[Opening TEXT FOR ANALYSIS section]

By Dr Tom Goodfellow, consultant radiologist - 27th July 2009 1:15 pm

Now I am not one to moan and I know that the most dangerous place in a hospital is reputed to be the door to the X-ray department at 5.00pm (you may get run over by the rush of radiologists leaving)!

But I had noticed that my work load seemed to be steadily rising despite my best attempts to prevent it.

So we decided to review the radiology work load figures for the last three years and the increases were quite unbelievable. CT had increased by 61%, ultrasound by 71% and MRI by a staggering 101% (and I am talking thousands of scans, not hundreds). This huge rise in demand for imaging investigations is reflected nationally, but I suspect we are at the extreme end of the curve.

The reasons for this surge are fairly straightforward. Firstly, we have abolished significant waits for investigations, an achievement for which we are justifiably proud. But this has effectively taken the lid off Pandora’s box - long waiting times were an efficient means of controlling demand.

Secondly, the combined effect of MMC and the WTD has resulted in junior doctors with far less experience and confidence than in former times. Consequently they have a much lower threshold for requesting imaging investigations. This is not a criticism, merely a statement of fact.

Thirdly, public expectations of what the health service can deliver continue to be inflated by politicians. I am reminded of a headline in the Daily Garbage some time ago: “Death rates continue to fall”!

It is true that a significant number of these requests are utterly inappropriate. Earlier today I scanned the kidneys of a frail confused elderly lady with deteriorating renal function. My report stated: “Bilateral 91-year-old kidneys”. We then shipped her off to have a CT scan of her brain (same age). I am not ageist and believe that appropriate investigations should be done at any age, but it’s difficult to know how the results would have altered her management.

You would expect that the response of the trust management would be to rapidly recruit additional general radiologists to deal with the increasing work load. Did they heck! We calculated the shortfall as between eight and 12 WTE consultants. Eight months after we raised our concerns they offered us four, then immediately reduced to three.

[Closing TEXT FOR ANALYSIS section]

ASSIGNED TASK — From the post on radiology workload, extract the stretch from "The reasons for" through "statement of fact.", word for word. The listing that comes next is separate material and has no connection to the post on radiology workload.

[Opening DATA section]

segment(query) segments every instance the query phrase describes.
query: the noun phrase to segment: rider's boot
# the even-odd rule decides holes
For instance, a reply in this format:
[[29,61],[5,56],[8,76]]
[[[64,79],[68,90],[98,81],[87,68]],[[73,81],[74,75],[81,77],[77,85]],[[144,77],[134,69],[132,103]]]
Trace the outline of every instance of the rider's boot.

[Closing DATA section]
[Opening DATA section]

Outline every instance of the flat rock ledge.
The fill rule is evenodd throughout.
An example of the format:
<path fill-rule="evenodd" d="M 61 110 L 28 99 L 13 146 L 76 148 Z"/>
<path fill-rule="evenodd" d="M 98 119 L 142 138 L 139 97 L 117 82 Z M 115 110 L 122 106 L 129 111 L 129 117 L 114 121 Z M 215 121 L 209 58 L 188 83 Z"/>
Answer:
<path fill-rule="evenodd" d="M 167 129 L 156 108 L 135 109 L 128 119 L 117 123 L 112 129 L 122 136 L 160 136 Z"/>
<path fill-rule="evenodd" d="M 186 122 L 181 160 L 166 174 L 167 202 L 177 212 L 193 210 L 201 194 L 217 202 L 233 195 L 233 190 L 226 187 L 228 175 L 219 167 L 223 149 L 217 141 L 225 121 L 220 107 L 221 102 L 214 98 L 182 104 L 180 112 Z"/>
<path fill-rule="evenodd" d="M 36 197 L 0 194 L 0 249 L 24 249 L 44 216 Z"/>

[Closing DATA section]

RESULT OF THE TASK —
The reasons for this surge are fairly straightforward. Firstly, we have abolished significant waits for investigations, an achievement for which we are justifiably proud. But this has effectively taken the lid off Pandora’s box - long waiting times were an efficient means of controlling demand.

Secondly, the combined effect of MMC and the WTD has resulted in junior doctors with far less experience and confidence than in former times. Consequently they have a much lower threshold for requesting imaging investigations. This is not a criticism, merely a statement of fact.